-- start of DATASET RECORDS --

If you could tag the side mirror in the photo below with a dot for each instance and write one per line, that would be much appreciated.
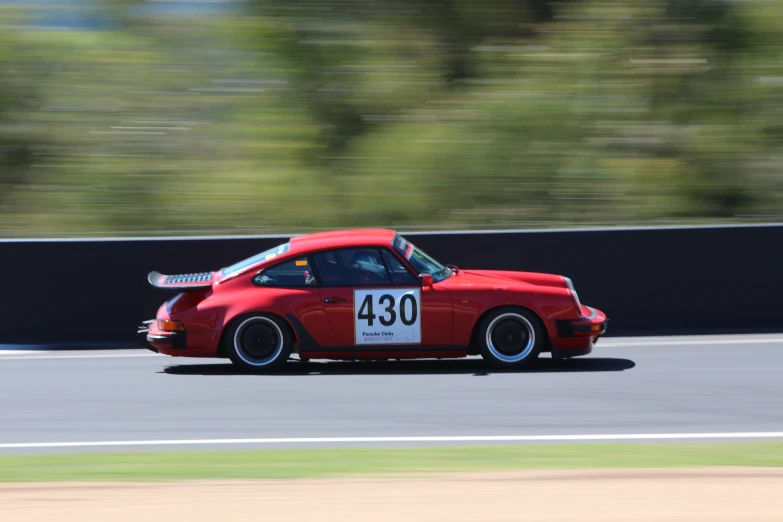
(426, 281)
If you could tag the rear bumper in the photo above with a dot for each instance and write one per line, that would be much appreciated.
(577, 337)
(155, 340)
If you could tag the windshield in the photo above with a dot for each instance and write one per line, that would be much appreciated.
(423, 263)
(250, 261)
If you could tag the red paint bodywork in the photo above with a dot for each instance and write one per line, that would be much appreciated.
(450, 309)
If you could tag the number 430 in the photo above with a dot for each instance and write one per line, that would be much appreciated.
(388, 319)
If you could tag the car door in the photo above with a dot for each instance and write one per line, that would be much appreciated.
(373, 300)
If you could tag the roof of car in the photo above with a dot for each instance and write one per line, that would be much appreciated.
(342, 239)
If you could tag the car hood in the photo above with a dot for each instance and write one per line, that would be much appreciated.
(504, 277)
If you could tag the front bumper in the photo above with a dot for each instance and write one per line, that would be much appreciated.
(155, 340)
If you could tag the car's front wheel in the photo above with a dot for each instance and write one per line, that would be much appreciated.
(511, 337)
(258, 343)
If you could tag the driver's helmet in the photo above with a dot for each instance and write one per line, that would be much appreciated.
(365, 260)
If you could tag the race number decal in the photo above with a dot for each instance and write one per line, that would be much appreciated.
(387, 316)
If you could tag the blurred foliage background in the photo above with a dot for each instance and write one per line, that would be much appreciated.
(134, 117)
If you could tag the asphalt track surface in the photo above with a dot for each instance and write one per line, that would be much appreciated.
(627, 386)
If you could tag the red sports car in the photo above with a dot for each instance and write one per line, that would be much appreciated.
(367, 294)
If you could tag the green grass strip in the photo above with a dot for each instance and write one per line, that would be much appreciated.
(174, 465)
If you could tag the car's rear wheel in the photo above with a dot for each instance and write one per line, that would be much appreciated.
(511, 337)
(258, 343)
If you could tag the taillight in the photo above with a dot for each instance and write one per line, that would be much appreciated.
(167, 325)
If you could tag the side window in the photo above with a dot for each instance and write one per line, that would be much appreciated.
(296, 272)
(399, 273)
(351, 267)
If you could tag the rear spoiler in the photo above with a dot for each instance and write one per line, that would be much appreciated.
(181, 282)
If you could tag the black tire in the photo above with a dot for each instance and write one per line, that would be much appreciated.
(511, 337)
(258, 343)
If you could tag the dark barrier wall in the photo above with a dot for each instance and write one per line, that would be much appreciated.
(648, 281)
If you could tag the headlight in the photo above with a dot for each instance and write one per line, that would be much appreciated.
(574, 294)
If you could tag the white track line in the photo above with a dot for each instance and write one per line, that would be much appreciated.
(687, 342)
(16, 357)
(466, 438)
(28, 354)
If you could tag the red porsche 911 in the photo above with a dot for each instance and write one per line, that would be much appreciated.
(367, 294)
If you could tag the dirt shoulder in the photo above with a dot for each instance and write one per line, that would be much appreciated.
(622, 495)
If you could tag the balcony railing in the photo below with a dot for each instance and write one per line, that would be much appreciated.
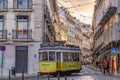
(4, 5)
(3, 35)
(108, 14)
(23, 6)
(19, 35)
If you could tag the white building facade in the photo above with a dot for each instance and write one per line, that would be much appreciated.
(21, 32)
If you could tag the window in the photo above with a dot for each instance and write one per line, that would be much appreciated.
(1, 22)
(1, 4)
(22, 26)
(58, 56)
(22, 4)
(45, 56)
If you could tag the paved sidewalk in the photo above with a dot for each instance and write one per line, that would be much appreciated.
(97, 69)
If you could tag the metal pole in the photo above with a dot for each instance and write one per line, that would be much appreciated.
(58, 76)
(9, 75)
(22, 75)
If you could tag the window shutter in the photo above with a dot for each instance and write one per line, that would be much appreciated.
(5, 4)
(30, 4)
(15, 4)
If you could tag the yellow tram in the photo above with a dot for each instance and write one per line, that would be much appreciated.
(56, 57)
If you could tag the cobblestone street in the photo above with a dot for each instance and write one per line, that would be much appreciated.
(86, 74)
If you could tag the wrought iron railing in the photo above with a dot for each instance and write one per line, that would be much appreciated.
(22, 34)
(3, 34)
(17, 5)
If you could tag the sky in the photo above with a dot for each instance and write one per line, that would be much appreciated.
(82, 10)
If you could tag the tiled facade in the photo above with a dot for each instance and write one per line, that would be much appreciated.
(21, 31)
(106, 31)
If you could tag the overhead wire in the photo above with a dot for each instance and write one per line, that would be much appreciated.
(76, 6)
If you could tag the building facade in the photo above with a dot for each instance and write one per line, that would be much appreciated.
(106, 32)
(21, 32)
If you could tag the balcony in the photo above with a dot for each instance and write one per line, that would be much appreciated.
(22, 6)
(99, 32)
(108, 14)
(22, 35)
(3, 6)
(3, 35)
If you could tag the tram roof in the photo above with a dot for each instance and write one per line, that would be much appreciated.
(58, 47)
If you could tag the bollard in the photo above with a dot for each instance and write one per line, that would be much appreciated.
(22, 75)
(9, 74)
(65, 77)
(48, 76)
(58, 76)
(38, 76)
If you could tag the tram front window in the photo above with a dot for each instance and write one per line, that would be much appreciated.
(51, 56)
(45, 56)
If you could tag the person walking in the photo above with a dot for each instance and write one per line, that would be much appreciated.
(106, 66)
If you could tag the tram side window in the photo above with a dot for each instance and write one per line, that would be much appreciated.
(45, 56)
(51, 56)
(67, 57)
(58, 56)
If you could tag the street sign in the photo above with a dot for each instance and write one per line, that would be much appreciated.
(2, 48)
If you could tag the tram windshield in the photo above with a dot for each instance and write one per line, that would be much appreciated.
(47, 56)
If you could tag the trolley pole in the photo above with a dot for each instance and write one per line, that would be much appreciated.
(58, 76)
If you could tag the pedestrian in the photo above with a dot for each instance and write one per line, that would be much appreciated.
(106, 66)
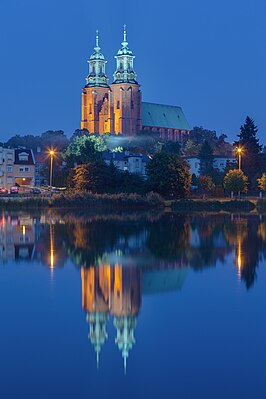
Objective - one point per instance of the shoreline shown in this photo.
(126, 201)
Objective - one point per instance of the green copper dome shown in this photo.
(97, 76)
(124, 64)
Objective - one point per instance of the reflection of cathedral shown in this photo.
(113, 290)
(118, 290)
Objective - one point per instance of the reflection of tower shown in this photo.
(239, 257)
(97, 335)
(52, 250)
(126, 303)
(125, 335)
(95, 300)
(116, 290)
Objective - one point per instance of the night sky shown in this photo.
(207, 56)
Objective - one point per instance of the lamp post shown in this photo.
(239, 152)
(51, 153)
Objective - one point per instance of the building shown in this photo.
(7, 157)
(117, 108)
(40, 158)
(219, 162)
(17, 167)
(124, 161)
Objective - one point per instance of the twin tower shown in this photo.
(112, 108)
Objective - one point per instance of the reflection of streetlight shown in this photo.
(52, 154)
(239, 152)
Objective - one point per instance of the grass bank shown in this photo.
(85, 200)
(211, 205)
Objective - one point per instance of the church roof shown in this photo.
(165, 116)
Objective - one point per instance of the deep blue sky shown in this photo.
(207, 56)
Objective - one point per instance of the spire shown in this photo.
(97, 75)
(97, 40)
(124, 63)
(125, 36)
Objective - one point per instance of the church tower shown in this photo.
(125, 96)
(95, 110)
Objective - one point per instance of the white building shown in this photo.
(219, 162)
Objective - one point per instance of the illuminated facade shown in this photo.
(117, 108)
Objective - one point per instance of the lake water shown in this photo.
(132, 305)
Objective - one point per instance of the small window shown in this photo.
(23, 156)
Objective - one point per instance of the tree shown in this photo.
(199, 134)
(235, 181)
(54, 138)
(205, 183)
(168, 175)
(248, 141)
(262, 182)
(83, 149)
(91, 176)
(206, 159)
(172, 147)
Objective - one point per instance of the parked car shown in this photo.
(35, 190)
(14, 190)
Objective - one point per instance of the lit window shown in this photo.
(23, 156)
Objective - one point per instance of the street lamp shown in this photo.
(52, 154)
(239, 152)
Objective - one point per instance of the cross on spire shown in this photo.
(97, 38)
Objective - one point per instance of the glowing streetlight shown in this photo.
(52, 154)
(239, 151)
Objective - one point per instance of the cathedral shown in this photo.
(117, 108)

-- end of DATASET RECORDS --

▶ _DO THIS_
Find the line containing "Objective - one point per instance of the night", then output it and every line after it to the end of the data, exactly.

▶ _THE SOLUTION_
Objective - one point per instance of the night sky shown in this photo.
(207, 56)
Objective - one point per instance of the lamp post shown in this photo.
(239, 152)
(51, 153)
Objective - one point per instance of the building shown in this photo.
(7, 157)
(117, 108)
(40, 158)
(219, 162)
(17, 167)
(124, 161)
Objective - one point per instance of the twin tower shown in this photo.
(112, 108)
Objective - one point per instance of the reflection of streetlight shown in this photo.
(52, 154)
(239, 152)
Objective - one point per instance of the grass bank shown in this photo.
(85, 200)
(211, 205)
Objective - one point per instance of the church roof shown in this photo.
(165, 116)
Objective - one point per instance of the deep blue sky shown in this photo.
(207, 56)
Objective - one point per instance of the spire shown in this photo.
(97, 75)
(97, 40)
(124, 63)
(125, 36)
Objective - one point per instance of the church tower shown in this photo.
(125, 96)
(95, 110)
Objective - one point per instance of the white building shown in this photo.
(219, 162)
Objective - one point per instance of the illuminated facade shown in this photo.
(117, 108)
Objective - one point per instance of the lake water shown in this photo.
(132, 305)
Objective - one point per instance of the small window shown in this photo.
(23, 156)
Objective - one point per instance of the tree shown in this photo.
(199, 134)
(235, 181)
(54, 138)
(205, 183)
(168, 175)
(248, 141)
(262, 182)
(83, 149)
(91, 176)
(206, 159)
(172, 147)
Objective - one point per instance of the parked car shown in this photo.
(35, 190)
(14, 190)
Objective - one point per instance of the lit window shown in this photo.
(23, 156)
Objective - one point per instance of the street lamp shown in this photo.
(52, 154)
(239, 152)
Objective - one point per instance of the cross on spire shown in this photo.
(97, 38)
Objective - one point per instance of the glowing streetlight shown in this photo.
(52, 154)
(239, 151)
Objective - one point per instance of the cathedral shown in this photo.
(117, 108)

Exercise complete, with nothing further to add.